● **To-do item**
Lay out the rows from their first line through the line containing "positive clicks: (601, 767)", that line included, as a JSON list of strings with one string per line and no blank lines.

(Stored items)
===============
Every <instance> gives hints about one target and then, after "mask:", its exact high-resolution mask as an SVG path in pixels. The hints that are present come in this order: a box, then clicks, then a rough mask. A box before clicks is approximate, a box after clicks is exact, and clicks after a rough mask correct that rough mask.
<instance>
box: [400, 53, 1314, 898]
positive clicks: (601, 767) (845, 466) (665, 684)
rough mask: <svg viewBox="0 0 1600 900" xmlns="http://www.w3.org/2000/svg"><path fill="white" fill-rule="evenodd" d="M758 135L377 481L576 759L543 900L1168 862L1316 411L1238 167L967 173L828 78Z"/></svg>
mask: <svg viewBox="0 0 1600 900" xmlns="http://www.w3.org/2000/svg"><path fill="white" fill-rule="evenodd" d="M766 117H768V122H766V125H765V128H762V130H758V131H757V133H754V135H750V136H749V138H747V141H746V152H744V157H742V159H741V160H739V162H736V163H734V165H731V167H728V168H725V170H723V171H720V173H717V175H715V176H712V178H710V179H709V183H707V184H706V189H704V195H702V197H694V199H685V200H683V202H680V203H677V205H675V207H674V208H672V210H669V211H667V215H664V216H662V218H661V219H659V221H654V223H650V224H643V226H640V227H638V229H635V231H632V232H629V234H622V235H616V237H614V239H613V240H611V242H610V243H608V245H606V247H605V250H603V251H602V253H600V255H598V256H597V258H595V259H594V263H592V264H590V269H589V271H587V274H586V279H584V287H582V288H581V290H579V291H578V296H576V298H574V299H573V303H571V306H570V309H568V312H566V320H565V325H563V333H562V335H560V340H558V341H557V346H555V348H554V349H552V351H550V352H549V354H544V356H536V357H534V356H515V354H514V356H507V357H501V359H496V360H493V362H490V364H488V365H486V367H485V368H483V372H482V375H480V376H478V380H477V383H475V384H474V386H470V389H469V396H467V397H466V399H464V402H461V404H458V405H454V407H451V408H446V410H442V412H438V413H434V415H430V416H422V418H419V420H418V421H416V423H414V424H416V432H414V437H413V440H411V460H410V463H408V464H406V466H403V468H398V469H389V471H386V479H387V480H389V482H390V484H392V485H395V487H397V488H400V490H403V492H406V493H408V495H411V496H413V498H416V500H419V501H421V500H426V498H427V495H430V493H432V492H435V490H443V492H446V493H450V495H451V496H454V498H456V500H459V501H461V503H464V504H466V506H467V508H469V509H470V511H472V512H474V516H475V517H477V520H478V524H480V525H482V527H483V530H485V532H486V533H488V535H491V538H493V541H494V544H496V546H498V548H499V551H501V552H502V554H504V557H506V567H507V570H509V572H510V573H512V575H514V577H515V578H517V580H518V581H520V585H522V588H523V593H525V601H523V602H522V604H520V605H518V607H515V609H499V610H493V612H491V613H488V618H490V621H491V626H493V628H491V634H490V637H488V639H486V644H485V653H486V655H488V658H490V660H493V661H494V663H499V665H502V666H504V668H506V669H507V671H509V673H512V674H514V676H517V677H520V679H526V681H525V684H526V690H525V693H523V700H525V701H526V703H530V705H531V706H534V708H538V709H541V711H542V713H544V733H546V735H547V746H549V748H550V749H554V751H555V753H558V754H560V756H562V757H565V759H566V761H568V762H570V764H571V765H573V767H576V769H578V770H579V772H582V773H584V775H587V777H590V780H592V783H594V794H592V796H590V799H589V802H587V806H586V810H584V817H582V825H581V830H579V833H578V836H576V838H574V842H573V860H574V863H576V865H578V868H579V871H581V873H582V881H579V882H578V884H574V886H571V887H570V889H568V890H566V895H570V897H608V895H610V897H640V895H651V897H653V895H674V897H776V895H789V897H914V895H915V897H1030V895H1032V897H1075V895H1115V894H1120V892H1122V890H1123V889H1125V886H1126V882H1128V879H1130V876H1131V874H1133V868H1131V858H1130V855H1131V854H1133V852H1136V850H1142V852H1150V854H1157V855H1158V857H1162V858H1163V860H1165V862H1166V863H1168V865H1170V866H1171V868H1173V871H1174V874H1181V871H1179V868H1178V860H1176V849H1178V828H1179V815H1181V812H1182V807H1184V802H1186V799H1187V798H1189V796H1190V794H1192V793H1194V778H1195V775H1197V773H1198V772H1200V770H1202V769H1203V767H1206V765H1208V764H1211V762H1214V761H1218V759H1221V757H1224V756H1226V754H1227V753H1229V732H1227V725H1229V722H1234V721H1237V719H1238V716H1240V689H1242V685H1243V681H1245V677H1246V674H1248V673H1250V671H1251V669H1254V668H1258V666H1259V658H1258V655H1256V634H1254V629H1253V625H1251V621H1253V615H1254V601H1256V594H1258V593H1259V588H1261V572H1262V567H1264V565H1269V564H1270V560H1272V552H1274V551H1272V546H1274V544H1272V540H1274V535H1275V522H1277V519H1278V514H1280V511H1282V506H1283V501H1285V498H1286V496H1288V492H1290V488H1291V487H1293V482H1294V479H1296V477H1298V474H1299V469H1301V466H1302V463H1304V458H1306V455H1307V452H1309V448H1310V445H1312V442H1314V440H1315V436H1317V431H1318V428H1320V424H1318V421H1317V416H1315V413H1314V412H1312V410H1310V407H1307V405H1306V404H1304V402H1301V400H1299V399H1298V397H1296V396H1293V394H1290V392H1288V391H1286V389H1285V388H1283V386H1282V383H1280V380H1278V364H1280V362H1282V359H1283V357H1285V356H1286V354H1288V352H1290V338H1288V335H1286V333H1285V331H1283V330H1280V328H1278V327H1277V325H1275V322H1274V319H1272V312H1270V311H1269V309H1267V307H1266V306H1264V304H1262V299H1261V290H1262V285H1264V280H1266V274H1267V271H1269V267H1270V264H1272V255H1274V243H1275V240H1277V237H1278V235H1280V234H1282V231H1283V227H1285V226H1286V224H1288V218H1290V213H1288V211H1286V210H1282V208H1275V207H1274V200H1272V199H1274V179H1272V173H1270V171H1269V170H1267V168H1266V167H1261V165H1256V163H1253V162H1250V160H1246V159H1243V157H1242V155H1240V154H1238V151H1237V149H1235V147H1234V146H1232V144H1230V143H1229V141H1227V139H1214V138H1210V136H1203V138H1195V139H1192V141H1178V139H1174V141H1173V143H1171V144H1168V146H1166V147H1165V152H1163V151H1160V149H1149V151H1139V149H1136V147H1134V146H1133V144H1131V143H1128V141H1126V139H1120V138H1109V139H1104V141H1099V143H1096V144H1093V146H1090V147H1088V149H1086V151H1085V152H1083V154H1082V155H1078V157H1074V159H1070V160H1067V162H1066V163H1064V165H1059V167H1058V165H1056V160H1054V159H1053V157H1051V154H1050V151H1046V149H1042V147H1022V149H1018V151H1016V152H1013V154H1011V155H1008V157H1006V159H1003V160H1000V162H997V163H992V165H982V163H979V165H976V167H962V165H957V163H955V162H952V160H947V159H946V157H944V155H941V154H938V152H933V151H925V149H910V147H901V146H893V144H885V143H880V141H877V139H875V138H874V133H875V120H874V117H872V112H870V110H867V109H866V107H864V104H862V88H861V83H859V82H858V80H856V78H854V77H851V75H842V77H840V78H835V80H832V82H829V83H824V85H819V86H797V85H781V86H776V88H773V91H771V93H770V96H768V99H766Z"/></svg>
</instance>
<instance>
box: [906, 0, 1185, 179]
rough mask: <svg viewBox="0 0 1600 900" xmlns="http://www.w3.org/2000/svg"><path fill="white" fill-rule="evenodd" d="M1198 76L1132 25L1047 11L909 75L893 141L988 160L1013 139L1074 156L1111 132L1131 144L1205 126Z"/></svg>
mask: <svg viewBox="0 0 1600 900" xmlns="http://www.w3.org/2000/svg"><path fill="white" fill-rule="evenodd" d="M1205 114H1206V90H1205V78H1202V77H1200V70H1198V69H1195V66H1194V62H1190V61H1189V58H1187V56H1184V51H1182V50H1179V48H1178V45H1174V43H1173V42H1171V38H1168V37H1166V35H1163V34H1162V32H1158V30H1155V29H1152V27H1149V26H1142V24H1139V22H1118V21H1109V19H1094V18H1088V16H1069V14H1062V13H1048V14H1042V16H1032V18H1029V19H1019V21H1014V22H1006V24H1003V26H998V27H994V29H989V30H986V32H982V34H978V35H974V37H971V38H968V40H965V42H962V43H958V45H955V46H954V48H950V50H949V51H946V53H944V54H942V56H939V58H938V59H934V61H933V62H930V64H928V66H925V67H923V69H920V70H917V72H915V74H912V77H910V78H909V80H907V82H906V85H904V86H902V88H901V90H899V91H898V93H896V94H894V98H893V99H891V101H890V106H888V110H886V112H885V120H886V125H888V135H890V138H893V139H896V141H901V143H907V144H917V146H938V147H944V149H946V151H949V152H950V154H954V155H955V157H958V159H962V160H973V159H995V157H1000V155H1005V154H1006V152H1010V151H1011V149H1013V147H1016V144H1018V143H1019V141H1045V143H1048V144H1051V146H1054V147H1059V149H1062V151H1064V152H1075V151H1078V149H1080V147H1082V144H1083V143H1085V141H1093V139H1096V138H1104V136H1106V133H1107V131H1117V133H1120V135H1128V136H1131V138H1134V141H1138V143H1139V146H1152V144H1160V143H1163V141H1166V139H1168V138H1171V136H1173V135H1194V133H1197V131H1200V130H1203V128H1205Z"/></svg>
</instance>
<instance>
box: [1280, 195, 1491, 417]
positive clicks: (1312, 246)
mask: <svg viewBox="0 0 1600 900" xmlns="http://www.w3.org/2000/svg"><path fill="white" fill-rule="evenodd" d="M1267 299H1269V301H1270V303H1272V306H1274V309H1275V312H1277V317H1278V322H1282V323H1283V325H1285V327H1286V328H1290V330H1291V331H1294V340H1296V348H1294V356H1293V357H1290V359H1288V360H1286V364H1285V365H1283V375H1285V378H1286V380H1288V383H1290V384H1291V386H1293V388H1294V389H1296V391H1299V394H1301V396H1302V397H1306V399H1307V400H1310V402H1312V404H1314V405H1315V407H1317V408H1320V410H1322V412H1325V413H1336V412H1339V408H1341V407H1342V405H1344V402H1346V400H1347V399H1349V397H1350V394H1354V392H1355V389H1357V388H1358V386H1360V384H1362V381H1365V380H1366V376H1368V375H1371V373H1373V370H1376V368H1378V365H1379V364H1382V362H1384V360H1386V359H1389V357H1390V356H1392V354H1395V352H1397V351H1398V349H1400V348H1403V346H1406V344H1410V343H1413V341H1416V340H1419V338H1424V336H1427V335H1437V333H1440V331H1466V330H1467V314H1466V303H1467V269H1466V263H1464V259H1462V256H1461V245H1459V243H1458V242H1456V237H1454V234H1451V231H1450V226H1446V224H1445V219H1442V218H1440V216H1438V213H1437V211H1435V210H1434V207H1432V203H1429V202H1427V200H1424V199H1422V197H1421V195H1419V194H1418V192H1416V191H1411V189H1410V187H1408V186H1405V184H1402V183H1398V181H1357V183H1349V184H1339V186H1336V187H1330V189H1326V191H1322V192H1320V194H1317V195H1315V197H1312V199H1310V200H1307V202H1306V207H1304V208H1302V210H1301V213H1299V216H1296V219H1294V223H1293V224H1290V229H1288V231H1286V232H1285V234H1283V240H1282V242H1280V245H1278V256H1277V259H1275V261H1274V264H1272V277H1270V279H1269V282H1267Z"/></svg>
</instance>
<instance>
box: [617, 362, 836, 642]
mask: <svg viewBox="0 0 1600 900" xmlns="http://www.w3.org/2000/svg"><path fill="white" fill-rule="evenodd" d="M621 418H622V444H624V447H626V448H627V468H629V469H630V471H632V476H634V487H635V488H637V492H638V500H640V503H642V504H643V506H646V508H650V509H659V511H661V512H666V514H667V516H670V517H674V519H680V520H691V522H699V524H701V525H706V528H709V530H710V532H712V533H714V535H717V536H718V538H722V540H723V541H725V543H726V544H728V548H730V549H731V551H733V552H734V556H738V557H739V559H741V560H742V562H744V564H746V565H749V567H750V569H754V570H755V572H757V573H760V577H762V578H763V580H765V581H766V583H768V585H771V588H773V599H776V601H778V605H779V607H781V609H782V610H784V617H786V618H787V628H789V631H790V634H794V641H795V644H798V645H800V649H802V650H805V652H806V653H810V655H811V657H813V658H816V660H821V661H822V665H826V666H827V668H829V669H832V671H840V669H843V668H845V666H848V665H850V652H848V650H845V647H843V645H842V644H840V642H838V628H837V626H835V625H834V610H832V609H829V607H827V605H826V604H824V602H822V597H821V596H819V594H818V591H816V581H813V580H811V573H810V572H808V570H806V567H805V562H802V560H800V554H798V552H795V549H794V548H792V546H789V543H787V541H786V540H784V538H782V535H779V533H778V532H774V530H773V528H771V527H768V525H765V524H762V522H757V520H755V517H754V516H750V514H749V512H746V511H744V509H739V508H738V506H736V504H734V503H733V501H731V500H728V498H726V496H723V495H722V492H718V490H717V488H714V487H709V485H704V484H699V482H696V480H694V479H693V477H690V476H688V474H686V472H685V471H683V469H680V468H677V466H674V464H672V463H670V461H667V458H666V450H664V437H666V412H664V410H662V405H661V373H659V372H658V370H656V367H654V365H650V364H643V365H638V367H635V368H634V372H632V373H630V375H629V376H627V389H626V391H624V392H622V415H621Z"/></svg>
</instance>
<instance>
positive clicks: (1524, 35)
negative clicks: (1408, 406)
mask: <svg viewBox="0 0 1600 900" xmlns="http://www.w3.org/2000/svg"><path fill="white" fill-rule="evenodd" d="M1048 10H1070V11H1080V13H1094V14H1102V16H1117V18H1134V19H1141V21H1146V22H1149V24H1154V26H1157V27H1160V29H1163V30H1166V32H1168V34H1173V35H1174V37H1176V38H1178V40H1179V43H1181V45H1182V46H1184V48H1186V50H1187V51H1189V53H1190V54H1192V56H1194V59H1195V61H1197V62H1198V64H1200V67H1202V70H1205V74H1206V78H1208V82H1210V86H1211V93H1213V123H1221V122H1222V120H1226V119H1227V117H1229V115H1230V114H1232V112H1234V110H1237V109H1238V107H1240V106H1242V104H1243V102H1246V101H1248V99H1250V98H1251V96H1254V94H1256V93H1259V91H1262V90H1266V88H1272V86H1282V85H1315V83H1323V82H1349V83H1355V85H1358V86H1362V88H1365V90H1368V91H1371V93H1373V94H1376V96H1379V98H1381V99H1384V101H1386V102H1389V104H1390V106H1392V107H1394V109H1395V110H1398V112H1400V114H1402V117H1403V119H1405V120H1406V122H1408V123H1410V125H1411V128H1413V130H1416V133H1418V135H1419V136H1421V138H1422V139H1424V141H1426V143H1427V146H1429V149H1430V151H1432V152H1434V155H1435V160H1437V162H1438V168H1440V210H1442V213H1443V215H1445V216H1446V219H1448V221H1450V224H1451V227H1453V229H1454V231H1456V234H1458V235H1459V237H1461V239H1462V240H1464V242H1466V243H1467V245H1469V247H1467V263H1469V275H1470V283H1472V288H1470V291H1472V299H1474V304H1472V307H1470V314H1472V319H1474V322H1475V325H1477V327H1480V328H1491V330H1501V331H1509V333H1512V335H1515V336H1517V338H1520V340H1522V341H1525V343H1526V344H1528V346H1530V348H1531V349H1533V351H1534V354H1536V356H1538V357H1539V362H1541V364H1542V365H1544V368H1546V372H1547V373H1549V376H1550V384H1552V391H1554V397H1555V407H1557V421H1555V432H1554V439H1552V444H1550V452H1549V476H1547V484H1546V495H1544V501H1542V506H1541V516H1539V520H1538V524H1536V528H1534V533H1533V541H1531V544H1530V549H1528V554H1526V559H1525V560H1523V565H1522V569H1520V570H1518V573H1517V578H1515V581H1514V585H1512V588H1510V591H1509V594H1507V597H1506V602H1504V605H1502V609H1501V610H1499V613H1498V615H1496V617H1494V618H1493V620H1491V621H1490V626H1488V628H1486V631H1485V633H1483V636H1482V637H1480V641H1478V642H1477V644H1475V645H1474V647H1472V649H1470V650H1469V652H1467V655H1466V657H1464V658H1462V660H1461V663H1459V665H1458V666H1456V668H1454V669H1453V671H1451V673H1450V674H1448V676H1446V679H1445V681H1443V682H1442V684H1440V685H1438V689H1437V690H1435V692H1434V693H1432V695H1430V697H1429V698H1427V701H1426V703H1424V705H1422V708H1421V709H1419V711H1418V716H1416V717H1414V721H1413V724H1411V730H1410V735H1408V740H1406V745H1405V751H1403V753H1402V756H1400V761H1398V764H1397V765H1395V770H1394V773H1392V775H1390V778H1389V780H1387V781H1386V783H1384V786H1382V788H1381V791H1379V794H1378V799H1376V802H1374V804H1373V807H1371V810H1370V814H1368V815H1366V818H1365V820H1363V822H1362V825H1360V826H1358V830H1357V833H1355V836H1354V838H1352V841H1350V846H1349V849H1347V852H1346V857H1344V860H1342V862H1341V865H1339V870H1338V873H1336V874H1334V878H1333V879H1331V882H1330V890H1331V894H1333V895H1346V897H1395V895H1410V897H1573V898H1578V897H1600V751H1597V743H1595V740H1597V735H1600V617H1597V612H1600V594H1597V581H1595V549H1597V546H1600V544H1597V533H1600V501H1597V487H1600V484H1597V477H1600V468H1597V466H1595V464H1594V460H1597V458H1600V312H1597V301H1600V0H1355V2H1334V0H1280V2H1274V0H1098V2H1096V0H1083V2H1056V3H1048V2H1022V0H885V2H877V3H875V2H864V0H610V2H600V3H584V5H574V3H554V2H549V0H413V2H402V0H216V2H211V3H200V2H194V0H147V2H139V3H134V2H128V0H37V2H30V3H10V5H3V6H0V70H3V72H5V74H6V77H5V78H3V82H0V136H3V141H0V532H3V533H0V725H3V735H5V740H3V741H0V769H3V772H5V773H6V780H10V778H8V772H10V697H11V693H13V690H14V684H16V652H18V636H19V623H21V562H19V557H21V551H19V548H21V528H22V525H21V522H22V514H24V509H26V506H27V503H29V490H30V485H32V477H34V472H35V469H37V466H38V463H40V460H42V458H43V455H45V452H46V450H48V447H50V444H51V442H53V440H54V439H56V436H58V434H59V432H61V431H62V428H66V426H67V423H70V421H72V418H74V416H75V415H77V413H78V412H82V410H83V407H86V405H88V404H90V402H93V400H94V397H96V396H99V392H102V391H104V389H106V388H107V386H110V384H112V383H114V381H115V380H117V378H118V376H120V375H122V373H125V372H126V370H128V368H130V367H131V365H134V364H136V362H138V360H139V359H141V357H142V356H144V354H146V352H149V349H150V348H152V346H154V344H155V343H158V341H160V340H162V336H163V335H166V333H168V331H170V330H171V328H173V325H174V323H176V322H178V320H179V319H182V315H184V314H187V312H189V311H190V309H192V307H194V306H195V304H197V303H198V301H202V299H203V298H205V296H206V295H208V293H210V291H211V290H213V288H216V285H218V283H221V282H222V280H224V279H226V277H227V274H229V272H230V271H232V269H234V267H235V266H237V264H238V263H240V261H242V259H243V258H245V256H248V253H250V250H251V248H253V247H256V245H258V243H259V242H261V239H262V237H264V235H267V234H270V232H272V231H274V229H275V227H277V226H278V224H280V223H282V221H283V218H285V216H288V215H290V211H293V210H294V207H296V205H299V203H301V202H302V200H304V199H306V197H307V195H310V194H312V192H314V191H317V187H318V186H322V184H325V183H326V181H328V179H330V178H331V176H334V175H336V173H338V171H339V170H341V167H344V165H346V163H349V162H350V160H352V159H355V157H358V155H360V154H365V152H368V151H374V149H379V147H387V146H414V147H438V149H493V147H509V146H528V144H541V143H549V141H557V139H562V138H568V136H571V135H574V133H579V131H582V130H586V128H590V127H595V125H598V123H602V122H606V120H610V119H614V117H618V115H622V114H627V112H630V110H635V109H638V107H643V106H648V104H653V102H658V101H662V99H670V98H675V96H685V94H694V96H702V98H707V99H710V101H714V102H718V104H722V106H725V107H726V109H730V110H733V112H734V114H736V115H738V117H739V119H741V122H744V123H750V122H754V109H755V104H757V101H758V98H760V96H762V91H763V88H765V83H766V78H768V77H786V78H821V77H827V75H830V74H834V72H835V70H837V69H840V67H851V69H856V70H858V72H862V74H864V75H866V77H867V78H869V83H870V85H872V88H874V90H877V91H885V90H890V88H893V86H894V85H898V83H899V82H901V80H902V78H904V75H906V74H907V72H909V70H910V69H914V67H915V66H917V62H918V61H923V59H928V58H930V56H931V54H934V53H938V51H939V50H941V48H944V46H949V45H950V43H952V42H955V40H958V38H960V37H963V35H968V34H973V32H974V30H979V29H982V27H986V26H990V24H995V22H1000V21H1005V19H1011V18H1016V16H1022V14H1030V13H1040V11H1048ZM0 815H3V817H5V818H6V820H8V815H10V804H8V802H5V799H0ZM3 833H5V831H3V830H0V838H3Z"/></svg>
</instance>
===============
● **Answer below**
[
  "Every <instance> gives hints about one target and then, after \"mask:\", its exact high-resolution mask as an SVG path in pixels. The hints that are present come in this order: a box, then clicks, then a rough mask. A box before clicks is approximate, a box after clicks is exact, and clicks after a rough mask correct that rough mask.",
  "<instance>",
  "box: [400, 53, 1314, 898]",
  "positive clicks: (601, 767) (845, 466) (665, 684)"
]